▶ **DESCRIPTION OF THE TASK**: Every entry should be reproduced word for word.

▶ **INFORMATION**:

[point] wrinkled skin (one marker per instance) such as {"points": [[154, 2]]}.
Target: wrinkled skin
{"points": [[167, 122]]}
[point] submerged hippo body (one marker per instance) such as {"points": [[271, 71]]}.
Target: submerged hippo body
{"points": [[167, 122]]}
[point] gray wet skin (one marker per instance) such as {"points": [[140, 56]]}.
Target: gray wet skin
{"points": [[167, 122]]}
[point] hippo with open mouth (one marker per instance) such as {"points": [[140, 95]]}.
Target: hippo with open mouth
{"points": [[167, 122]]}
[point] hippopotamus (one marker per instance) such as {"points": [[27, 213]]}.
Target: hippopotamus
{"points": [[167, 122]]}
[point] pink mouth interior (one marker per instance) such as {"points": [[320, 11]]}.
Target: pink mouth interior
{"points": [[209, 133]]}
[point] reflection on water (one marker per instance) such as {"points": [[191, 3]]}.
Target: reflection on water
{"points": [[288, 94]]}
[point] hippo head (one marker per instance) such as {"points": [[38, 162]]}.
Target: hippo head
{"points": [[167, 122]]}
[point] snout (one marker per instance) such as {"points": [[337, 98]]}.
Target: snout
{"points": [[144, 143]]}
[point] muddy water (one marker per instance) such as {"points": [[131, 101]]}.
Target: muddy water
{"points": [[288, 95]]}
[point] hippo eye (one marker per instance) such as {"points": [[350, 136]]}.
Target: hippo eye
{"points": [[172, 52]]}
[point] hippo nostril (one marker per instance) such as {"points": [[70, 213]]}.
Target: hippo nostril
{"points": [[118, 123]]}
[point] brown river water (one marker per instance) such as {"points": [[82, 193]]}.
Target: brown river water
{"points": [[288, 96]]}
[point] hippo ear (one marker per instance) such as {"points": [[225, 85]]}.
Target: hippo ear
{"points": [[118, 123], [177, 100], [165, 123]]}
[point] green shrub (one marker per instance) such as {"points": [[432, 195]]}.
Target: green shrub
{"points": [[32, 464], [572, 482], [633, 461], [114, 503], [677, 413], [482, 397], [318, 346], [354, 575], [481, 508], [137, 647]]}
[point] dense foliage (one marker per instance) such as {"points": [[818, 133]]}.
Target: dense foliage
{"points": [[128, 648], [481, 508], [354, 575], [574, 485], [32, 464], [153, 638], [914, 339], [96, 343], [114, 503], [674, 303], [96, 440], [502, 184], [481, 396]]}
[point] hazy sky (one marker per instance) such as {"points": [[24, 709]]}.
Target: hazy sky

▶ **ANSWER BOX**:
[point] wrinkled skin (one marker per instance) such as {"points": [[154, 2]]}.
Target: wrinkled skin
{"points": [[167, 122]]}
[point] submerged hippo body (one marker per instance) such as {"points": [[271, 71]]}.
Target: submerged hippo body
{"points": [[167, 122]]}
[point] gray wet skin (one marker per instance) such as {"points": [[140, 56]]}.
Target: gray wet skin
{"points": [[167, 122]]}
[point] hippo with open mouth (one marker per instance) such as {"points": [[140, 95]]}.
Target: hippo with open mouth
{"points": [[167, 122]]}
[point] hippopotamus (one marker per instance) such as {"points": [[27, 213]]}.
Target: hippopotamus
{"points": [[167, 122]]}
[point] pink mouth interior (one marker per instance) such as {"points": [[320, 11]]}.
Target: pink mouth interior
{"points": [[209, 133]]}
[point] reflection on water (one marker per instance) such as {"points": [[191, 3]]}.
Target: reflection on water
{"points": [[288, 94]]}
[point] hippo head (one marker per instance) such as {"points": [[38, 162]]}.
Target: hippo head
{"points": [[167, 122]]}
[point] snout (one marker per instance) such as {"points": [[337, 98]]}.
Target: snout
{"points": [[144, 143]]}
[point] muddy water (one marker per instance) such as {"points": [[131, 101]]}.
Target: muddy water
{"points": [[288, 95]]}
[point] hippo eye (one marker per instance) such as {"points": [[350, 136]]}.
Target: hippo eye
{"points": [[172, 52]]}
[point] hippo nostril (one marker per instance) such as {"points": [[70, 213]]}.
Target: hippo nostril
{"points": [[118, 123]]}
[point] brown river water (one marker per instance) such as {"points": [[82, 193]]}.
Target: brown river water
{"points": [[288, 96]]}
[point] hippo ear (one marker per instance) such as {"points": [[225, 85]]}.
Target: hippo ear
{"points": [[118, 123], [177, 100], [165, 123]]}
[point] green shrub (one marker per instance) such as {"points": [[432, 195]]}.
Target: green shrub
{"points": [[32, 464], [572, 482], [633, 461], [114, 503], [677, 413], [482, 397], [318, 346], [354, 575], [481, 508], [137, 647]]}
[point] dense foliage (one marker per instance) such as {"points": [[818, 133]]}.
Target: dense foliage
{"points": [[128, 648], [481, 508], [354, 575], [574, 485], [32, 464], [153, 638], [914, 339], [96, 343], [114, 503], [674, 303], [96, 440], [502, 184], [481, 396]]}
[point] hazy sky (one marker per instance) such as {"points": [[24, 709]]}.
Target: hazy sky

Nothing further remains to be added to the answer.